> PROBLEM STATEMENT
Copy every one of the records below verbatim, with no changes of any kind.

═══ ENTRIES SHOWN ═══

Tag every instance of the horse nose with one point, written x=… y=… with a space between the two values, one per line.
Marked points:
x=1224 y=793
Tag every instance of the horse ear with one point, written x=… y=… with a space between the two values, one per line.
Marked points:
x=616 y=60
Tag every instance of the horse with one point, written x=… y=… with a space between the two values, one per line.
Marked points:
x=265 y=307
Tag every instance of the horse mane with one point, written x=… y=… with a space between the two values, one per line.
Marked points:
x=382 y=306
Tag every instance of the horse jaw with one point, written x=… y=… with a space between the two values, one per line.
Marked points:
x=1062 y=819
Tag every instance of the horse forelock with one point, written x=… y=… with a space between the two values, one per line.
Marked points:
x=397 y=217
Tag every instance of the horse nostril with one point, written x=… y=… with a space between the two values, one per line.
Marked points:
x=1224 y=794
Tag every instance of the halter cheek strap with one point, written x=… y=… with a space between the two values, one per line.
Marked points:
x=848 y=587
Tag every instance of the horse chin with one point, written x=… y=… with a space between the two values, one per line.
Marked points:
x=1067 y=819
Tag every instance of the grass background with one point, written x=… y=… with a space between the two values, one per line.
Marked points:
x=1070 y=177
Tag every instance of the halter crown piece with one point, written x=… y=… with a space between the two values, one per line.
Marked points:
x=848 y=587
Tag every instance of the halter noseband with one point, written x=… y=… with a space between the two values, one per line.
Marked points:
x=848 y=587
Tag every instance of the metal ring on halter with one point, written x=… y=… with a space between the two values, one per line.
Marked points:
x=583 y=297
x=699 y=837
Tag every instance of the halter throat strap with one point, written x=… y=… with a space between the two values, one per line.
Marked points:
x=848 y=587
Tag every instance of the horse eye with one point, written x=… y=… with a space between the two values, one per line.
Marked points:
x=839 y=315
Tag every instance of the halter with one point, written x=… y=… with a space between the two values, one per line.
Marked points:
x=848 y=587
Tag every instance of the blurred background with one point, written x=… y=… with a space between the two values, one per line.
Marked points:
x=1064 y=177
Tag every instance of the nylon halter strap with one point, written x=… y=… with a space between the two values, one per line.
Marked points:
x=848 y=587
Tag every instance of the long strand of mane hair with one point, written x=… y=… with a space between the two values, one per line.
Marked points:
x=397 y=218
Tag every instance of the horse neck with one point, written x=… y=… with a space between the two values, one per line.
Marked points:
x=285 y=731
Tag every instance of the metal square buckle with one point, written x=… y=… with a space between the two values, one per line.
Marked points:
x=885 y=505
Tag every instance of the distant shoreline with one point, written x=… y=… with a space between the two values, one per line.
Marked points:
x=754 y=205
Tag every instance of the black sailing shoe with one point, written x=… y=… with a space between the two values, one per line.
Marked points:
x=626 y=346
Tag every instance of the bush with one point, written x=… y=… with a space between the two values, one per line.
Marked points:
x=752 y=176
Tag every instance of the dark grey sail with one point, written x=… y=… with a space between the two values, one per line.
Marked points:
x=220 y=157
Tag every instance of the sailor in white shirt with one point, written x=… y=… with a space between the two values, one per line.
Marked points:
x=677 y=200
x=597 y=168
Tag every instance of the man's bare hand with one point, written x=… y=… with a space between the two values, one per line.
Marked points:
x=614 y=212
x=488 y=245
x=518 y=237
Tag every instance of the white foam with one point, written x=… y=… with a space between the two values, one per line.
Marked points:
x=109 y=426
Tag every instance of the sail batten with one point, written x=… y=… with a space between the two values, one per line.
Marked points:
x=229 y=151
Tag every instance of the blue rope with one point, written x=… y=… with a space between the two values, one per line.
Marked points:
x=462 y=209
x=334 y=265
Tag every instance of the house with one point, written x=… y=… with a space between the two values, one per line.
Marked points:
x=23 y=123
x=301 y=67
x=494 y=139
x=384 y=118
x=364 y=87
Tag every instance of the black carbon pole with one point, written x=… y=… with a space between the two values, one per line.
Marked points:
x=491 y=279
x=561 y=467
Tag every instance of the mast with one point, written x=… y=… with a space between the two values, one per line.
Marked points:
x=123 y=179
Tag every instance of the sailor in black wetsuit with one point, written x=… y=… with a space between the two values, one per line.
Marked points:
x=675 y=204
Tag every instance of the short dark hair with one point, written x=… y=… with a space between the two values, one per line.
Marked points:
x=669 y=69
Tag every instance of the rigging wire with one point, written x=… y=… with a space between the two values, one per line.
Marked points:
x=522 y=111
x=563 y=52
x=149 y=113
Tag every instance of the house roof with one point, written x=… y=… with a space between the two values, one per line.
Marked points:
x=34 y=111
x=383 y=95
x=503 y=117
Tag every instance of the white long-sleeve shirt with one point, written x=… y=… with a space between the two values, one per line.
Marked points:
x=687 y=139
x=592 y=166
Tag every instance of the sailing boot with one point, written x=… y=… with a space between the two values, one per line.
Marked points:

═══

> WRITTEN REPLY
Tag every instance of the horse nose with one point, written x=… y=… with a space between the two values, one per line.
Marked points:
x=1224 y=793
Tag every instance of the horse ear with one point, written x=… y=… with a space between the two values, one per line.
Marked points:
x=616 y=60
Tag every instance of the horse with one point, written x=… y=… with a space between the two values, one per line.
Marked points:
x=265 y=307
Tag every instance of the horse mane with one point, written x=… y=… with a space between the two values, one per line.
Marked points:
x=382 y=306
Tag every instance of the horse jaw with one point, written x=… y=… with a space between the two values, one per line.
Marked points:
x=1062 y=819
Tag every instance of the horse forelock with one point, written x=… y=… with a space between the two values, one per line.
Marked points:
x=397 y=217
Tag every instance of the horse nostril with one point, written x=… y=… with a space between the two values, one per line.
Marked points:
x=1224 y=794
Tag every instance of the halter cheek strap with one point, written x=… y=… with a space between the two values, one per line.
Marked points:
x=848 y=587
Tag every instance of the horse chin with one point, written x=… y=… with a space between the two values, one per line.
Marked points:
x=1067 y=819
Tag every instance of the grass background with one point, written x=… y=… with a space between the two values, one per line.
Marked points:
x=1070 y=177
Tag every instance of the halter crown piece with one point, written x=… y=… with a space between the two values, one per line.
Marked points:
x=848 y=587
Tag every instance of the halter noseband with one point, written x=… y=… with a space between the two values, one per line.
Marked points:
x=848 y=587
Tag every instance of the metal ring on halter with one point, written x=… y=… with a space between the two values, one per line.
Marked points:
x=583 y=297
x=699 y=837
Tag every instance of the halter throat strap with one point, written x=… y=… with a space between the two values, one per line.
Marked points:
x=848 y=587
Tag every instance of the horse eye with one point, written x=… y=… with a space between the two values, one per line.
Marked points:
x=839 y=315
Tag every instance of the halter with one point, written x=… y=… with a space between the two values, one per line.
Marked points:
x=848 y=587
Tag every instance of the blurred background with one point, written x=… y=… with a space between the two values, one per line.
Marked points:
x=1064 y=177
Tag every instance of the nylon halter strap with one point, written x=… y=… with a space between the two values, one per line.
Marked points:
x=848 y=587
Tag every instance of the long strand of mane hair with one point, written x=… y=… with a space between the two values, one per line.
Marked points:
x=397 y=218
Tag every instance of the horse neck with one point, written x=… y=… with a space between the two values, one per line.
Marked points:
x=285 y=731
Tag every instance of the metal square buckle with one point, written x=… y=… with a space between the two values, one per line.
Marked points:
x=885 y=505
Tag every instance of the distant shoreline with one point, written x=… y=… with a space between the two values, one per line.
Marked points:
x=754 y=205
Tag every instance of the black sailing shoe with one point, written x=… y=… with a space between the two values, one per line.
Marked points:
x=626 y=346
Tag every instance of the bush with one point, written x=… y=… with a space between the two values, one per line.
Marked points:
x=752 y=176
Tag every instance of the dark grey sail with one point, written x=… y=… with a space between the two values, one per line.
Marked points:
x=220 y=157
Tag every instance of the sailor in white shirt with one point, written x=… y=… with a space between the two values, one per line.
Marked points:
x=677 y=200
x=597 y=168
Tag every instance of the man's bare hand with one point, written x=… y=… with a space between the two values, one per line.
Marked points:
x=614 y=212
x=488 y=245
x=518 y=237
Tag every instance of the white foam with one point, written x=… y=… with a space between the two values, one per line.
Marked points:
x=109 y=426
Tag every instance of the sail batten with one point, written x=… y=… with a space between the two values, one per line.
Marked points:
x=229 y=151
Tag every instance of the blue rope with one point, written x=… y=… with a space between the two values, one per line.
Marked points:
x=462 y=209
x=334 y=265
Tag every instance of the house with one point, written x=… y=… with a space between the two values, one per line.
Marked points:
x=23 y=123
x=301 y=67
x=494 y=139
x=384 y=118
x=364 y=87
Tag every instance of the black carbon pole with one point, written x=… y=… with a space between the two values, one per line.
Marked points:
x=491 y=279
x=561 y=467
Tag every instance of the mast with one point, written x=… y=… with a space between the two values, one per line.
Marked points:
x=123 y=179
Tag every instance of the sailor in black wetsuit with one point, written x=… y=… with a space between the two values, one per line.
Marked points:
x=675 y=204
Tag every instance of the short dark hair with one point, written x=… y=… with a space between the two values, one per line.
Marked points:
x=669 y=69
Tag every instance of the rigging wire with one point, written x=… y=… with a space between the two values, one per line.
Marked points:
x=522 y=111
x=563 y=52
x=149 y=113
Tag every instance of the house roof with one point, written x=… y=… with a space between the two values, one per line.
Marked points:
x=34 y=111
x=383 y=95
x=503 y=117
Tag every instance of the white long-sleeve shirt with one point, written x=… y=… with a space between the two values, one per line.
Marked points:
x=687 y=139
x=592 y=166
Tag every instance of the sailing boot with one point, written x=… y=… with a space between the two values, one per line.
Marked points:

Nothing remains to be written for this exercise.